▶ **Objective**
Set down verbatim everything in the records below, from the line containing "Exam Section B, Problem 7: Identify the spoked" down to the line containing "278;84;412;126", including both of those lines.

☆ ☆ ☆

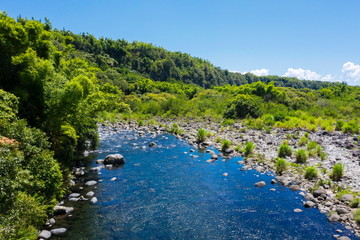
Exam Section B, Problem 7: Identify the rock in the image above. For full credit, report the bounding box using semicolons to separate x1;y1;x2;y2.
304;201;316;208
313;189;326;198
49;218;56;225
338;236;351;240
328;213;340;222
341;194;354;202
50;228;67;236
90;197;97;204
336;207;348;215
85;180;97;187
290;185;301;191
104;154;125;165
86;191;95;197
149;142;156;147
254;181;266;187
95;159;104;164
39;230;51;239
69;193;80;198
54;206;74;216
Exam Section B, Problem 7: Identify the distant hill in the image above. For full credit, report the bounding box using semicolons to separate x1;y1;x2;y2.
61;31;339;89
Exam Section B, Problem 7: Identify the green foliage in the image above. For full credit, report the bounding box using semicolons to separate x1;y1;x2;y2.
295;149;309;163
349;198;360;208
275;158;288;175
278;143;293;158
305;167;318;180
298;136;309;147
196;128;209;142
353;209;360;224
244;142;256;156
330;163;344;181
221;139;232;152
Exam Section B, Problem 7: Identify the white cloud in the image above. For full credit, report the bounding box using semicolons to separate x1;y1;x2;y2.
341;62;360;85
284;68;321;80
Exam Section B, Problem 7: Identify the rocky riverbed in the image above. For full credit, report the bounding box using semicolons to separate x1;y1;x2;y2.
102;119;360;239
40;119;360;239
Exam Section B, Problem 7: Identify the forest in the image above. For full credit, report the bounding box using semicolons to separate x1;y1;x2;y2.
0;13;360;239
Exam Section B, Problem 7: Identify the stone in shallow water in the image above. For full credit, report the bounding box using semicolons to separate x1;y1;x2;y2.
85;180;97;187
39;230;51;239
50;228;67;236
254;181;266;187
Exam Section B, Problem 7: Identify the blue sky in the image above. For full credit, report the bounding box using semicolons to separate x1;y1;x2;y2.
0;0;360;85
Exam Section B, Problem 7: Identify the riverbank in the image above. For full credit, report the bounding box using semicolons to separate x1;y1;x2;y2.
103;116;360;237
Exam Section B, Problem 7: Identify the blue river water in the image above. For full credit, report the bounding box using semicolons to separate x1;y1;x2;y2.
60;132;357;240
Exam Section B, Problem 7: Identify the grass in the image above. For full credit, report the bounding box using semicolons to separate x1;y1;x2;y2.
275;158;287;175
278;143;292;158
295;149;309;163
330;163;344;181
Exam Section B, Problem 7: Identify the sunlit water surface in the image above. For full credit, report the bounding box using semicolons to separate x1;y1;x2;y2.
56;132;357;240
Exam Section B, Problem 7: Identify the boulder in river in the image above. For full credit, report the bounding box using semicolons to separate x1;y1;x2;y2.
254;181;266;187
50;228;67;236
104;153;125;165
39;230;51;239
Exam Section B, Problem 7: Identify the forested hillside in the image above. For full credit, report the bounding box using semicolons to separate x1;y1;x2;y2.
0;13;360;239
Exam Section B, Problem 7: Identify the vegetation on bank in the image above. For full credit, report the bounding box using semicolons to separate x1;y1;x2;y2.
0;13;360;239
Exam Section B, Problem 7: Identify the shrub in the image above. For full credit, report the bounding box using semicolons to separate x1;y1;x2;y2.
354;209;360;224
221;140;231;152
330;163;344;181
295;149;309;163
349;198;360;208
278;143;292;158
298;136;309;147
245;142;256;156
305;167;318;180
275;158;287;175
196;128;209;142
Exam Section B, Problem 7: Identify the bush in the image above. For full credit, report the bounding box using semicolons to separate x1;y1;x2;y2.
196;128;209;142
245;142;256;156
295;149;309;163
221;140;231;152
305;167;318;180
278;143;292;158
275;158;287;175
349;198;360;208
354;209;360;224
330;163;344;181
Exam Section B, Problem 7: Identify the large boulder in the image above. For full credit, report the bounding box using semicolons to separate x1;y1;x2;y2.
104;154;125;165
39;230;51;239
50;228;67;236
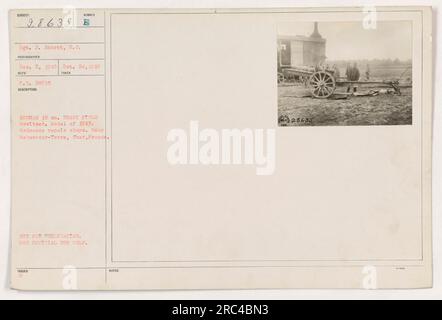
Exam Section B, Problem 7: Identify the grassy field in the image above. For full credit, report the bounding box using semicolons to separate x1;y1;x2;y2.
278;85;412;126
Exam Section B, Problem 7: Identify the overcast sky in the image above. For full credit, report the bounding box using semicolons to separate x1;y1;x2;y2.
278;21;413;60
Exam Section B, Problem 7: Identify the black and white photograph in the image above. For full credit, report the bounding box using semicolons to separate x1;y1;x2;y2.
277;21;413;126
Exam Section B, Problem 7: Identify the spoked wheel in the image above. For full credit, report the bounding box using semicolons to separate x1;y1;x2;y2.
308;71;336;99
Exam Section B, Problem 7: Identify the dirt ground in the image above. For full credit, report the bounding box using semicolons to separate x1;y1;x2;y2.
278;84;412;126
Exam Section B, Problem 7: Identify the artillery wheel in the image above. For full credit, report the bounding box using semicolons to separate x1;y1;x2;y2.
308;71;336;99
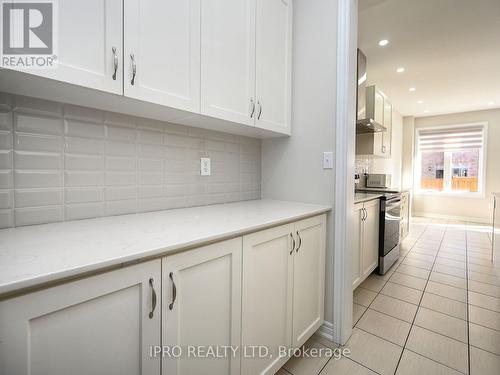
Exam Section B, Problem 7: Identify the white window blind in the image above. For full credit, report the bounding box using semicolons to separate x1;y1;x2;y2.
418;125;484;152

☆ ☆ ☆

▶ **Result of this exercise**
Exam Section B, Problem 7: Identify the spoked wheel in the image above. For full credit, report the bounding box using semicolons to separate x1;y1;x2;y2.
308;71;336;99
Exam Section B, Problem 7: Identify the dirt ground in the image above. For full credit, report the bounding box using semicolons to separate x1;y1;x2;y2.
278;84;412;126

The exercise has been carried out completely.